Extract each line of the entries below that contains the word "person", copying every such line in full.

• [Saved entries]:

[start]

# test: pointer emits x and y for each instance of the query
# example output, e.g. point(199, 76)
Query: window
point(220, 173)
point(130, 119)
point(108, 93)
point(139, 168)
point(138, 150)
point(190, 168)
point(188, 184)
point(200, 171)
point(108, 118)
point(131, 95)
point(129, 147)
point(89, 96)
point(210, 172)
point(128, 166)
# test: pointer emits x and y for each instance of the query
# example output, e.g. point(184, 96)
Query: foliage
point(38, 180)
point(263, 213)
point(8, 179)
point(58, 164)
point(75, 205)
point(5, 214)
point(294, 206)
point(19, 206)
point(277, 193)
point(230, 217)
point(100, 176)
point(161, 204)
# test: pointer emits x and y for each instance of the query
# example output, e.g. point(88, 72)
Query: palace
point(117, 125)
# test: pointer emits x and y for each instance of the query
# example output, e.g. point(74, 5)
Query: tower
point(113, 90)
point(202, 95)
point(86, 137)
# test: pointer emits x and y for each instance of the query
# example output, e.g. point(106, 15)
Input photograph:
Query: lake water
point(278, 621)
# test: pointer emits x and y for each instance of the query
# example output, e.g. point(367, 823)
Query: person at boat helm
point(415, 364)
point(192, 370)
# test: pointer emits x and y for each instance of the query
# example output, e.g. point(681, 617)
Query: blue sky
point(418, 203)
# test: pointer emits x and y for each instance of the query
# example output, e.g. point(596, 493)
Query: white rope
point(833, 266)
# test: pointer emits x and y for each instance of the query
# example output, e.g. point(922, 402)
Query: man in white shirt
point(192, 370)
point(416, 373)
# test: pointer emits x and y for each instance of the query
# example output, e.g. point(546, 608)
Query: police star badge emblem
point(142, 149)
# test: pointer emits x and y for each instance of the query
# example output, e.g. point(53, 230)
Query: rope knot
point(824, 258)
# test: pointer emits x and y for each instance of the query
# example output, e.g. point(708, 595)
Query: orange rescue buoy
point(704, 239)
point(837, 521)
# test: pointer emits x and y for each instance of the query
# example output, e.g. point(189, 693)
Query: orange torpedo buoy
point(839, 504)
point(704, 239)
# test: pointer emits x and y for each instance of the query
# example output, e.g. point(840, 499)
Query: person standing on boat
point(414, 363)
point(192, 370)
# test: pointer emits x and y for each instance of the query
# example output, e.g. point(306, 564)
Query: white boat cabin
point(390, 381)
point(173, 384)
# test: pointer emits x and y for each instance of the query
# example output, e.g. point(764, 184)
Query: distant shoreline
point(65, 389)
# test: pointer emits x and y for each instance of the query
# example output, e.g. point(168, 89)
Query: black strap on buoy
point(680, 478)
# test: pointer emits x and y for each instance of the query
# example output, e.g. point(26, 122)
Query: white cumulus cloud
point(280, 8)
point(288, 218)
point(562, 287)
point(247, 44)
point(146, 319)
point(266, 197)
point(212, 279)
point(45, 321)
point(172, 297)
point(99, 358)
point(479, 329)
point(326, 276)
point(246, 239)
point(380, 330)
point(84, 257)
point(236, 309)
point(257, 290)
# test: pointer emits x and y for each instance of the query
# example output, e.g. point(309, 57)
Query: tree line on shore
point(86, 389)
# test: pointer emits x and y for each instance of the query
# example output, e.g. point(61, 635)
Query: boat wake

[end]

• [Full solution]:
Query: person at boat helm
Query: person standing on boat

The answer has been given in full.